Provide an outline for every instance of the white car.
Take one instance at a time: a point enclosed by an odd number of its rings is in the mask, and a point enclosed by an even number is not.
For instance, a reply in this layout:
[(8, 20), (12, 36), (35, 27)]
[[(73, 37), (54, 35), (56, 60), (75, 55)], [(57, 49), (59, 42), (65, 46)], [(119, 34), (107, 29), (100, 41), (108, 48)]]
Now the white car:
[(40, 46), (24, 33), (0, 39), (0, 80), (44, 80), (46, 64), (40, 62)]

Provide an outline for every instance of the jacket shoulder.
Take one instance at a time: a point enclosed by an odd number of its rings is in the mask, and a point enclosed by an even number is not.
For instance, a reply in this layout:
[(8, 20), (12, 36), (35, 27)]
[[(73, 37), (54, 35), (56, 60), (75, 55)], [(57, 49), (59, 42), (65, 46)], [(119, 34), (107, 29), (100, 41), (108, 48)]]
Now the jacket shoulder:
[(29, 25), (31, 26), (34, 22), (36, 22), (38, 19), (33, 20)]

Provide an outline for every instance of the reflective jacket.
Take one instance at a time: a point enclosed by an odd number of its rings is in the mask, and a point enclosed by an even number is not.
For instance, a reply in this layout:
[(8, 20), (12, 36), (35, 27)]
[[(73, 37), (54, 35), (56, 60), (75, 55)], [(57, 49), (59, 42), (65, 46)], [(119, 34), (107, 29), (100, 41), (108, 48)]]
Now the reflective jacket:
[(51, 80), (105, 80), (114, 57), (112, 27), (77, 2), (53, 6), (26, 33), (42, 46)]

※

=== Work required ===
Go through the material above and copy each line that has the word "Provide".

=== Task output ===
Provide an outline for every instance of the white car.
Provide an outline for every instance of the jacket shoulder.
Provide an outline for every instance of the reflective jacket.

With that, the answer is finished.